## PROBLEM TO WORK ON
Transcribe everything in the kidney transplant payment model text from "The United States" down to "the needed organs.", keeping each word and punctuation mark unchanged.

--- PAGE EXCERPT Enclosed Below ---

CMS Proposes Mandatory Medicare Payment Model for Kidney Transplants

The United States Centers for Medicare and Medicaid Services (CMS) recently proposed a new mandatory Medicare payment model to test whether performance-based incentives for hospitals may improve the system and better connect patients who need kidney transplants with the needed organs.

CMS notes that kidney transplantation is often the best method of treatment for patients with chronic kidney disease and end-stage renal disease but that there are more people that need a kidney than there are organs available. The goal of the proposed model is to “drive meaningful growth” in the kidney transplant rate by maximizing the use of deceased donor kidneys and facilitating more transplants from living donors. The proposed model also aims to reduce barriers to care and address health disparities.

Under the proposed Increasing Organ Transplant Access Model, transplant hospitals would be encouraged to use more of the kidneys that become available for transplantation and facilitate more transplants from living donors. The model also aims to improve greater care coordination and patient-centered care in the process of being waitlisted for – and receiving – a kidney transplant.

--- End of Enclosed PAGE EXCERPT ---
--- SUPPLIED RECORDS Enclosed Below ---

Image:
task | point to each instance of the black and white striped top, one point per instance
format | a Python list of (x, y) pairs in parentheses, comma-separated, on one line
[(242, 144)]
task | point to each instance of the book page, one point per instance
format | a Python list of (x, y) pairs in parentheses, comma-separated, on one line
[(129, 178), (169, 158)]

--- End of Enclosed SUPPLIED RECORDS ---

## EXERCISE ANSWER
The United States Centers for Medicare and Medicaid Services (CMS) recently proposed a new mandatory Medicare payment model to test whether performance-based incentives for hospitals may improve the system and better connect patients who need kidney transplants with the needed organs.